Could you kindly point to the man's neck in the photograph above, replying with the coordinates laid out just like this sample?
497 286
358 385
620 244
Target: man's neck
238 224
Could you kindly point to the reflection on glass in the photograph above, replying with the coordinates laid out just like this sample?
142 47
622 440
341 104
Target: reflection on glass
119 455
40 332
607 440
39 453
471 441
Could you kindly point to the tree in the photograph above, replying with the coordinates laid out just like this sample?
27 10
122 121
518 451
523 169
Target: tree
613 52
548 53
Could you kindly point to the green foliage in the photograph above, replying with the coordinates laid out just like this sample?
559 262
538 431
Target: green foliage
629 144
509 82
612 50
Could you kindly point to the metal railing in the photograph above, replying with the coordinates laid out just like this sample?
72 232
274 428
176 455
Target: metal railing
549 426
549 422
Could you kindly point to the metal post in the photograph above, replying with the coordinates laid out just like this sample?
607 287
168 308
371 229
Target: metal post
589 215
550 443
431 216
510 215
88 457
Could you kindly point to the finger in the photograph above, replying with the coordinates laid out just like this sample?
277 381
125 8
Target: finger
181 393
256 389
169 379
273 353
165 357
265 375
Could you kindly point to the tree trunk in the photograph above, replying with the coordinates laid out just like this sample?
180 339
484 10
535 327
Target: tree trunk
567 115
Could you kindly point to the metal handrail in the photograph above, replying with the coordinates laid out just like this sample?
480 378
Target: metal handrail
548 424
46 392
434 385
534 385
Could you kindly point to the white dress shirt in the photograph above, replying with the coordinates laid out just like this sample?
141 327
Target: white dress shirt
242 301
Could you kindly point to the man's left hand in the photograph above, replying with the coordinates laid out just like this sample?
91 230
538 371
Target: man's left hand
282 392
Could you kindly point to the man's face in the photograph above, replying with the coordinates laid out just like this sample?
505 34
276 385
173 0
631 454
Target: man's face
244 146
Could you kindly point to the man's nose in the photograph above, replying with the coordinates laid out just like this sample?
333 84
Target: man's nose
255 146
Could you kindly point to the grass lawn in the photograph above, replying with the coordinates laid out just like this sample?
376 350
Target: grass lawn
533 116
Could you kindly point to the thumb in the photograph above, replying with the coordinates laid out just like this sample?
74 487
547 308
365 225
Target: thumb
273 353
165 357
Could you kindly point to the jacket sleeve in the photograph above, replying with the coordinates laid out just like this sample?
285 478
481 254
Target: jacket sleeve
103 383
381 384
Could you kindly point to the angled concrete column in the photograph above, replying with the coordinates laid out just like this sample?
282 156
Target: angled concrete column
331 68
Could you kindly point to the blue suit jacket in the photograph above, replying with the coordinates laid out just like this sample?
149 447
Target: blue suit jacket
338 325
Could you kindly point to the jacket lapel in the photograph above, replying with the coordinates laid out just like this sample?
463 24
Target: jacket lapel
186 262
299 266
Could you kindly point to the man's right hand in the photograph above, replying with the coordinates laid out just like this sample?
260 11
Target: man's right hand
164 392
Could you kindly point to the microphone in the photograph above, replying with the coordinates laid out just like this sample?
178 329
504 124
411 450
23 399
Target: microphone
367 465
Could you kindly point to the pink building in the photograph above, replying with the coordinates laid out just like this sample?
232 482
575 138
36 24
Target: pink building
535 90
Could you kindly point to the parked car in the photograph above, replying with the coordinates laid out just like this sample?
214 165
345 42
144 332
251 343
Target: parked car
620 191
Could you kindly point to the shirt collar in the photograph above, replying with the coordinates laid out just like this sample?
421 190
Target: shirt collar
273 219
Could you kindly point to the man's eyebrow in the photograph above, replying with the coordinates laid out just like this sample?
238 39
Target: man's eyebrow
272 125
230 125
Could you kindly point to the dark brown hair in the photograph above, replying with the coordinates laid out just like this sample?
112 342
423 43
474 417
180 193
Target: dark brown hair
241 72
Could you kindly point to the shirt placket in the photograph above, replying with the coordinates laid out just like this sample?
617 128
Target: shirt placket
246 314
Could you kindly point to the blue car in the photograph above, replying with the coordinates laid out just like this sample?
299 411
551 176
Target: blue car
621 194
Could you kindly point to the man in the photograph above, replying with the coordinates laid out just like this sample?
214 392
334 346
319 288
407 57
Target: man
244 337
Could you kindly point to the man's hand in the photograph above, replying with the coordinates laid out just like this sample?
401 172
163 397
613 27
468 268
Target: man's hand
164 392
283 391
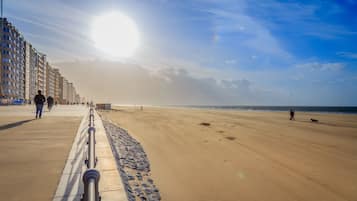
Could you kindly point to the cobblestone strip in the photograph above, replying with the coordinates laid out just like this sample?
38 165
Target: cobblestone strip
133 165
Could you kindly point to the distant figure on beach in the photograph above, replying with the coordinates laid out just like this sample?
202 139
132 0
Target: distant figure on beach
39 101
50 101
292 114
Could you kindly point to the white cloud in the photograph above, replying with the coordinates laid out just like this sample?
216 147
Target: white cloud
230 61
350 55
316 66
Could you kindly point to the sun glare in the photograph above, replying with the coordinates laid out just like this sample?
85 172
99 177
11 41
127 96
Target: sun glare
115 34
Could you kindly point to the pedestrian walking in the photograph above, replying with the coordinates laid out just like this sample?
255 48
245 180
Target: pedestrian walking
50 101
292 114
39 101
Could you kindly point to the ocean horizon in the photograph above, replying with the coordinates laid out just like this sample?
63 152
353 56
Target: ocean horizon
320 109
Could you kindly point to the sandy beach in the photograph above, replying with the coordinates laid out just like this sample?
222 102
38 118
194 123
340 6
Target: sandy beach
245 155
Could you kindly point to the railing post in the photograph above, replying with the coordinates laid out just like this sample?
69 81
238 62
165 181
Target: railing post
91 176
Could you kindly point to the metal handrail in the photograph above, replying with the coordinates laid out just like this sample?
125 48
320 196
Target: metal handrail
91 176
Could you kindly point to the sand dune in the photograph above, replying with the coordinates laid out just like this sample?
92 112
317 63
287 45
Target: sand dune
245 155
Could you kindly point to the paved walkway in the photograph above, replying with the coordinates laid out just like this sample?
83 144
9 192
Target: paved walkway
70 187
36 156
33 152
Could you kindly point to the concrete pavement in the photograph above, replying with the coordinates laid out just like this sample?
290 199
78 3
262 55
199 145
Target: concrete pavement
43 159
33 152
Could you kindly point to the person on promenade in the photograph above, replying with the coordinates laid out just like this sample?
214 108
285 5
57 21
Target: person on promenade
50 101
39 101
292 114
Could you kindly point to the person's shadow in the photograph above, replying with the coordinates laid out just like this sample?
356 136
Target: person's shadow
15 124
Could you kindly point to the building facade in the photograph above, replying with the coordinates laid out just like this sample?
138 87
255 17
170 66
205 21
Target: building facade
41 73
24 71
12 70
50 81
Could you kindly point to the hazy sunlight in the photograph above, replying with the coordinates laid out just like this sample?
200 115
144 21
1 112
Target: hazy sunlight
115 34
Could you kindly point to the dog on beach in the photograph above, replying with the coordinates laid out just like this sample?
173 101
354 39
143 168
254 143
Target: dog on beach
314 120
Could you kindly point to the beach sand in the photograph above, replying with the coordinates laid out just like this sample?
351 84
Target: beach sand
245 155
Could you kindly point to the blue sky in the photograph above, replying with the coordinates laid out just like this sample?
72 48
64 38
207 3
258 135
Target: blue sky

....

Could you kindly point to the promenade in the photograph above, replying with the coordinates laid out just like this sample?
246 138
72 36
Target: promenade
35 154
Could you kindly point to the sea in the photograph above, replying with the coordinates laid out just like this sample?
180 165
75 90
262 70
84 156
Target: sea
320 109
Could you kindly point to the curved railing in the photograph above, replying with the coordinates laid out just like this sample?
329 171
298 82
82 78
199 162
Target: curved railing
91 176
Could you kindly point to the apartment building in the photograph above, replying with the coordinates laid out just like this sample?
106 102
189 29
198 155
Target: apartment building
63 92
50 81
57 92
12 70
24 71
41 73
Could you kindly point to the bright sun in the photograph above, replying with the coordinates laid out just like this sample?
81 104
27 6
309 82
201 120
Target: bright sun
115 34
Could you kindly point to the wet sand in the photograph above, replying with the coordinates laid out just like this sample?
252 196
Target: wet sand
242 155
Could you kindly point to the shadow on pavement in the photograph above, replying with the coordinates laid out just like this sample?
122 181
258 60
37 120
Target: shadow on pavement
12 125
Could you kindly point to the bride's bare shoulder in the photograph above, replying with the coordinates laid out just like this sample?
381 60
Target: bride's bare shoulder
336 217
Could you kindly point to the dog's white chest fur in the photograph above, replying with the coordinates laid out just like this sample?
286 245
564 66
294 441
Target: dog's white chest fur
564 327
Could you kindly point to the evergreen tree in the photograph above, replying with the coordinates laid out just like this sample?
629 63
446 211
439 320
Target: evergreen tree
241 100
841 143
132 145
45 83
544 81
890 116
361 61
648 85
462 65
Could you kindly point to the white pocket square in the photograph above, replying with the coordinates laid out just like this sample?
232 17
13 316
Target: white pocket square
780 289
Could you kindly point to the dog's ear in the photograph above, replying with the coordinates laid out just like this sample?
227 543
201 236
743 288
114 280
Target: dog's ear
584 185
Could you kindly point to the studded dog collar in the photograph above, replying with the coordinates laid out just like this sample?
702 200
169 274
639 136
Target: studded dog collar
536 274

....

Pull out every row above that contains the string "post" and copy each one in full. Case counts, so uppercase and lowercase letters don't match each other.

Could you kindly point to the metal post in the photograph above, replying with the coordinates laid out just like this sample?
Target: metal post
Could you kindly point to the railing post in the photograph above, replying with the coordinates laid out just like this sample?
Target: railing post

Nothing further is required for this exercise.